自然と共生する術を知る 焼畑文化 大地の力を蘇らせ維持する農法


皆さんは「焼畑」をご存じだろうか? 山奥に存在する農法のひとつである。

山林を焼いて畑を開墾し、15〜16年を1周期とし、地力が落ちると耕作をやめて畑が山林に戻るまで放置し、再び焼いて耕作する。土から生まれる食料に生かされる身として、土を枯らさない、土を大切にするこの農法が、世代を超えて奈良田という集落で長く伝承されてきた。

 

奈良田では焼畑を「アラク」と呼ぶ。昭和30にその歴史は終わったが、焼畑という本格的な原始農耕が最後まで続けられた地域は、奈良田ではないかとも言われている。

肥料は一切使わず、「やぶ焼き」でできた灰と腐葉土で作物を耕作した。農作業の期間中は、山の中に「アラク小屋」という作業小屋を建て、そこに寝泊まりしていた。寝泊まりした者が漁師であれば、小屋の中から畑の鳩を撃って獲り、食べたりもした。

 

焼畑は大変な作業である。涙抜きには続けられず、苦労の物語にはどれも汗のにおいがする。厳しい自然の中を生き抜いてきた先祖のたくましい開拓魂、勤労精神は、忘るべからざるものである。

 

●奈良田の焼畑『やぶ焼き』3年間の流れ

アラク

(1年目の畑)

§ 問題 A
焼畑の文章に基づいて答えよ。
(i) 奈良田では焼畑を何と呼ぶか。
(ii) 焼畑の1周期は何年とされているか。
(iii) 農作業の期間中、山の中に建てて寝泊まりした作業小屋は何と呼ばれたか。
§ 問題 B
焼畑の文章を、最後の一行の後から書き継げ。
資料は焼畑の文章とは関係のない、独立したものである。

§ 資料
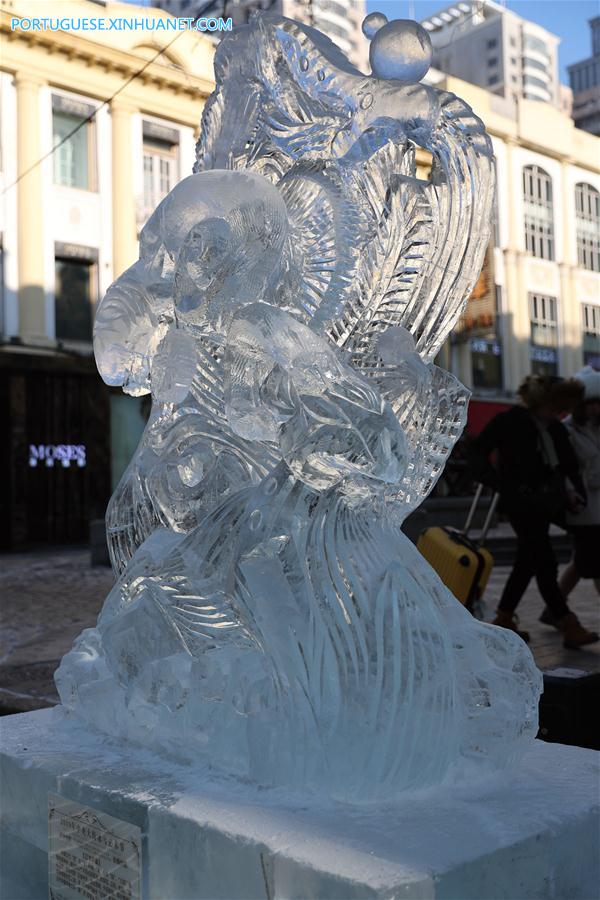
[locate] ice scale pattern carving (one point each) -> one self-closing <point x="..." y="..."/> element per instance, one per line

§ 解答 A
(i) アラク
(ii) 15〜16年
(iii) アラク小屋

§ 解答 B
開墾 ハンノキ(ケヤマハンノキ)やカラマツの林を伐採
5月 やぶ焼き 昨年に切った木々を焼き、焼け残った幹や枝を片付け、そこに粟を蒔く
クナ

(2年目の畑)

豆を蒔く 小豆か大豆を蒔く
コナシマ 又は フルクナ

(3年目の畑)

粟を撒く<最後はハンノキの実苗(みしょう)の苗を植え、山林に戻るまで放置>

『アラク(秋藪)』とは別に、焼畑1年目の7月に山林を伐採して乾かして焼き、短期間で収穫できる蕎麦を撒く畑を『そばじ(夏藪)』という。

 

(参考:秘境奈良田、めたきけし12号より)

「秘境奈良田」の焼畑の章が、早川町役場のウェブサイトに紹介されています


 

早川町歴史民俗資料館

複合施設「奈良田の里」内の資料館。
地力を回復させながら行う雑穀栽培型の焼畑農耕に関する貴重な資料を展示。

大人 600円/小・中学生 300円(南アルプス山岳写真館と共通)

TEL:0556-20-5556
営業時間:10時〜16時
定休日 :水曜日(祝日の場合は翌日、木曜日)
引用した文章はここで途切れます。